Work to be completed:
Reproduce the following material line for line, without changing a character. Leave out the pictures.

The data:
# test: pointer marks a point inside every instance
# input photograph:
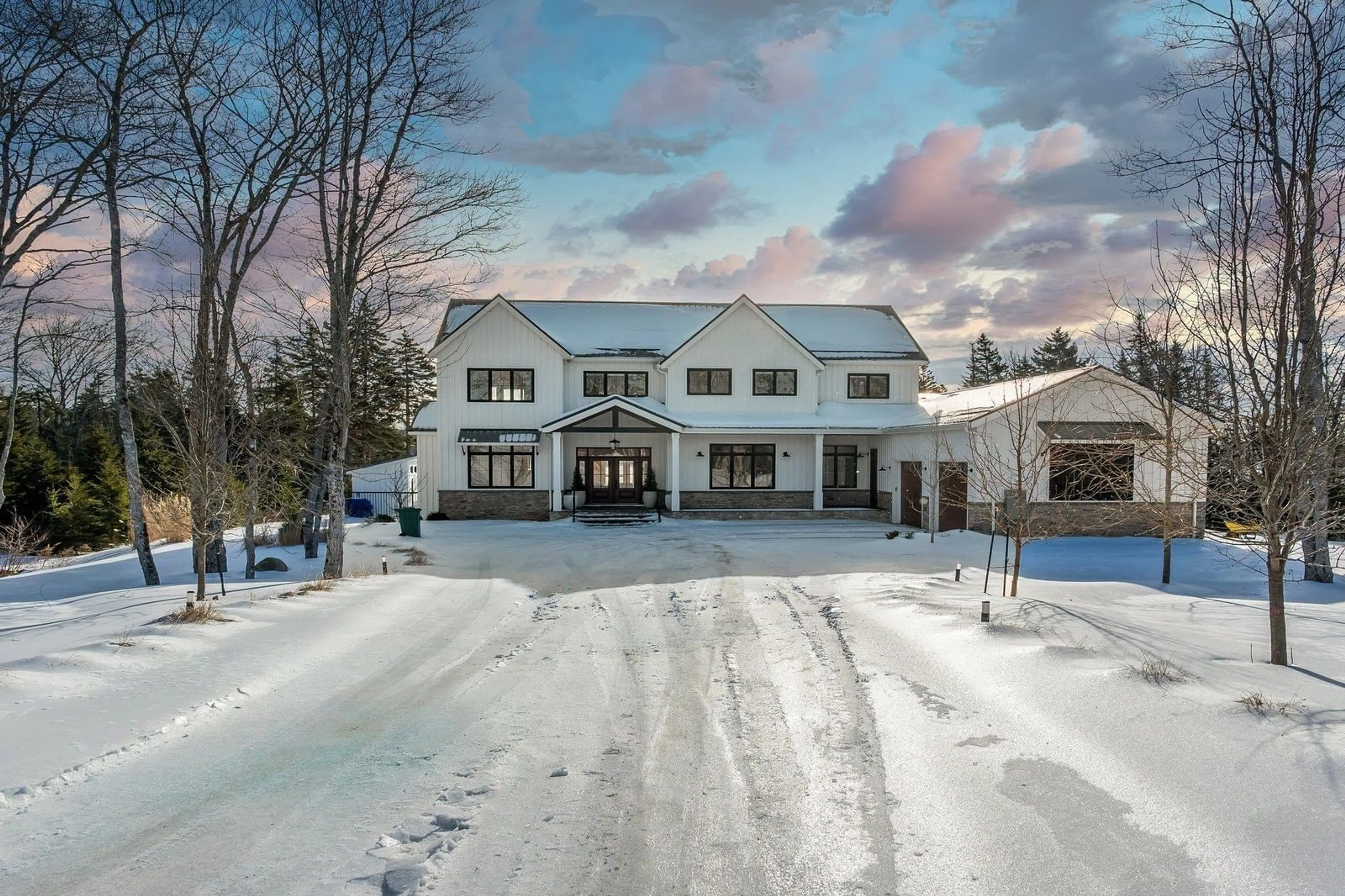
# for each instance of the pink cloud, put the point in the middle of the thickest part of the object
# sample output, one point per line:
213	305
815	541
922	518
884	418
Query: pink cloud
934	202
1055	149
781	267
682	96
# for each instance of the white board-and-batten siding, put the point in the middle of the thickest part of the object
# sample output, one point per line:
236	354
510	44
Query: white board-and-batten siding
743	342
497	338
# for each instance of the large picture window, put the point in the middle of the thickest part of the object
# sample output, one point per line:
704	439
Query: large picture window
840	466
490	384
775	382
499	467
868	387
600	382
742	466
709	381
1093	473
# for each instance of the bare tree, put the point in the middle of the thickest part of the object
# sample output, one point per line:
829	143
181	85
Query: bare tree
1011	462
118	49
396	197
243	139
46	162
1265	85
1260	187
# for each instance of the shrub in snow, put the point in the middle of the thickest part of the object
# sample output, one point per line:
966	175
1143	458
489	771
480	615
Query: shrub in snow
1160	670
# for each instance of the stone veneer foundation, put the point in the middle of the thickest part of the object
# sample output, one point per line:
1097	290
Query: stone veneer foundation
747	499
1101	518
497	504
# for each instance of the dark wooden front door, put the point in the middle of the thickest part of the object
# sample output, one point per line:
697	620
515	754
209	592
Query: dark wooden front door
953	497
911	489
615	481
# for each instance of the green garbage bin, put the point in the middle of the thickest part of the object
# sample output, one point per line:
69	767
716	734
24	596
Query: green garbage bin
409	520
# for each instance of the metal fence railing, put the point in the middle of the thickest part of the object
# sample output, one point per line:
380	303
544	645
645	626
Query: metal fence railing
388	502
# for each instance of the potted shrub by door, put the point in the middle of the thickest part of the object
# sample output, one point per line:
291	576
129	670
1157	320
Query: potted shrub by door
651	489
575	498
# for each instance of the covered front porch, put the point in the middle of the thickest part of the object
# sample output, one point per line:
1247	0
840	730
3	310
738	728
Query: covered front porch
607	451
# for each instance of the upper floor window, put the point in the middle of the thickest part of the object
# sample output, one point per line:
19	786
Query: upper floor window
499	385
775	382
709	381
600	382
840	466
868	387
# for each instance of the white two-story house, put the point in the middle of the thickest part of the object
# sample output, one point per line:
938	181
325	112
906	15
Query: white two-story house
735	408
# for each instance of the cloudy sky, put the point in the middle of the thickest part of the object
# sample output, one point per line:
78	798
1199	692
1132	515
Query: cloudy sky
947	158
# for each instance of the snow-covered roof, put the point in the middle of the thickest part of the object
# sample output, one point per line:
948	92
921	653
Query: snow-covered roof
965	406
427	419
656	330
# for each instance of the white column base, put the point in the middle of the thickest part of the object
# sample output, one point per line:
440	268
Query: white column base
674	471
817	473
557	471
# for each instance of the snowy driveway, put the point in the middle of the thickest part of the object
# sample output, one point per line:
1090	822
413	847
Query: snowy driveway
693	708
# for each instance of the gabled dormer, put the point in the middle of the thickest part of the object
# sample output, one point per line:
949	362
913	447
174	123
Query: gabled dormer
743	360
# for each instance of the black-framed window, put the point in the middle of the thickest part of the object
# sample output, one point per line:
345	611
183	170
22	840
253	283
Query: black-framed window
743	466
709	381
499	467
1093	471
868	385
627	382
840	466
775	382
499	384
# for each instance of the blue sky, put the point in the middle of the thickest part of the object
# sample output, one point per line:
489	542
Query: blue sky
946	158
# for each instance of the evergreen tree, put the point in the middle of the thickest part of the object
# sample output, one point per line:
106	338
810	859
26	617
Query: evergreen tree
985	364
84	517
1058	353
929	382
413	380
374	411
1021	366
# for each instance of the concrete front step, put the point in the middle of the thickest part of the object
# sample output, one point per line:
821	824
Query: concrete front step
615	516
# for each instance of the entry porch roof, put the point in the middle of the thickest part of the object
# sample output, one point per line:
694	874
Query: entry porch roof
830	416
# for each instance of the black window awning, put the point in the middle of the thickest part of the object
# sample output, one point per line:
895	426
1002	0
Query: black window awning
498	436
1087	431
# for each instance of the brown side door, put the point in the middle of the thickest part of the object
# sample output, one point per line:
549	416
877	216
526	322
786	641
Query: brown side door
953	497
911	489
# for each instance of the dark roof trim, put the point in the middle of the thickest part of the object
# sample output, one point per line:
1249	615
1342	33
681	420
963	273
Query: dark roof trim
1087	431
499	436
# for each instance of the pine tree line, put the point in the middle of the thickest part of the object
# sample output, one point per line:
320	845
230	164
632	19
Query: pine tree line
986	364
67	470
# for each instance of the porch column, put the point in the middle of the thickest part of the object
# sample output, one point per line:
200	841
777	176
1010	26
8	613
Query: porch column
817	471
674	471
557	470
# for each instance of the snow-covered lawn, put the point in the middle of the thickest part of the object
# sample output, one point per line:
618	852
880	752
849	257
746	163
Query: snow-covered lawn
685	708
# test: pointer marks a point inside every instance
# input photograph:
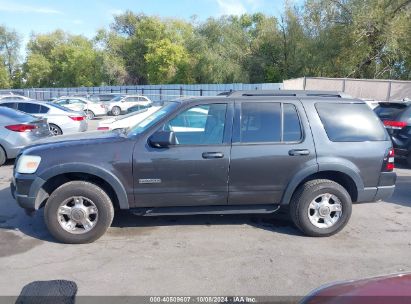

Response to the task:
# test: pointer marks a point inside every instance
# input photograph:
# for each instance of the pink cloud, put the point in the middle of the thickest part of the object
# sample output, one point per line:
213	305
815	541
922	518
884	418
Query: pink cloud
934	202
1055	149
781	267
682	96
# for each instance of the white board-and-batten siding, put the point in the middle of the thickest part of the object
# sample output, one point per line:
236	354
510	44
Query: white board-and-batten siding
743	342
497	338
# for each instance of the large picture window, put the point in the middle of the thickest part of the object
# sample output, one point per line:
704	439
Query: large picture window
840	466
490	384
775	382
499	467
868	387
600	382
742	466
709	381
1093	473
# for each instance of the bare tree, put the point in the middle of the thickest part of the object
# sample output, one point per line:
829	143
181	85
Query: bare tree
1011	462
118	49
396	197
243	139
46	162
1265	85
1260	187
# for each instance of the shrub in snow, put the point in the middle of the thickest part of the object
# sample output, one point per line:
966	175
1143	458
489	771
480	615
Query: shrub in snow
1160	670
# for each instance of the stone veneer foundation, put the point in the middle of the thickest part of the object
# sample output, one point per line:
1097	290
Query: stone veneer foundation
747	499
1101	518
497	504
# for each instance of the dark wooden front door, put the point in the middle of the thickest part of the object
# sample output, one point per line:
697	620
515	754
209	592
Query: dark wooden front door
953	497
911	489
615	481
# for each instance of the green garbage bin, put the point in the middle of the thickest part of the object
# sample output, one point per line:
69	767
716	734
24	596
Query: green garbage bin
409	520
# for each instance of the metal fence railing, put the point in the middle of the thickest part of the object
# sample output, one point per line:
380	303
544	645
645	626
Query: metal fence railing
388	502
# for each instance of the potted shrub by door, put the point in the middle of the thickest part of the object
# sample output, one point per line:
291	576
129	670
1157	320
Query: potted shrub by door
651	489
575	498
# for each instance of the covered front porch, put the point in the middle of the thickest part of the object
# sample output, one point per line:
1247	0
840	730
3	310
738	728
Query: covered front porch
607	451
# for each instance of the upper floor window, put the point in the middle of the thickest part of the object
# sample output, one point per line:
19	786
Query: upper floor window
499	385
775	382
709	381
600	382
840	466
868	387
# for each instance of the white two-story house, put the point in the middle of the thickest part of the object
# sample output, one point per line:
938	181
325	112
906	15
Query: white two-story house
735	408
# for each instance of the cloudy sky, put the point in the middle of the thickest part of the object
# sample output, one point per line:
78	798
1199	692
1132	515
Query: cloudy sky
947	158
# for each instance of the snow-covered roof, put the point in the middle of the thickest part of the object
# sample output, one point per line:
948	92
921	653
Query: snow-covered roof
965	406
427	419
656	330
# for each instance of the white column base, put the point in the middle of the thickest part of the object
# sample output, one point per line:
440	268
Query: white column base
674	471
817	473
557	471
# for each instance of the snowy driveway, put the point in the middle of the thickest part of the object
# sample output, one point per line:
1090	822
413	847
Query: snowy driveway
693	708
# for each instance of the gabled dormer, put the point in the middle of the thickest part of the object
# sample output, one point per line:
949	362
913	447
174	123
Query: gabled dormer
743	360
# for each instance of the black-framed window, put the point in the middle of the thickest part of the object
# sample output, one point per line:
345	611
183	170
22	840
253	283
Query: black-framed window
743	466
709	381
499	467
1093	471
868	385
627	382
840	466
775	382
499	384
# for each instance of the blue sky, put the point in the middle of the thickest part of the object
# sample output, one point per line:
489	542
Query: blue sky
946	158
# for each instance of the evergreen tree, put the point in the middle of the thickest part of the object
# sample output, one point per line:
106	338
810	859
26	617
Query: evergreen tree
985	364
84	517
1058	353
929	382
413	380
374	411
1021	366
# for each instance of the concrete front step, put the point in the middle of the thickest part of the object
# sample output, one point per line:
821	824
Query: concrete front step
615	516
# for each instance of the entry porch roof, put the point in the middle of the thickest part of the object
# sample output, one point per line:
694	874
Query: entry porch roof
830	416
# for each instance of the black window awning, put the point in the middle of the thickest part of the object
# sample output, one point per line:
895	426
1002	0
Query: black window awning
498	436
1087	431
# for each instance of the brown side door, put the point in the middle of the thickest part of the object
# sample output, one point per line:
549	416
877	216
526	322
786	641
Query: brown side door
953	497
911	489
# for each instance of the dark roof trim, put the point in the middle of the thickest part of the object
# sample output, one point per line:
1249	615
1342	33
681	420
963	273
Query: dark roof trim
1087	431
499	436
# for each instance of the pine tree line, put the point in the middle of the thickest part of the object
# sample output, one point per line:
320	845
230	164
632	19
Query: pine tree line
986	364
67	470
# for each instance of the porch column, put the point in the middle of the thickest part of the object
# sample output, one point per line:
200	841
777	176
1010	26
8	613
Query: porch column
817	471
674	471
557	470
# for each instance of the snow-covered lawn, put the point in the middle of the thickest part of the object
# sample output, one point per line:
618	852
880	752
849	257
746	163
Query: snow-covered lawn
685	708
# test: pointer marks a point inside every instance
# input photograph:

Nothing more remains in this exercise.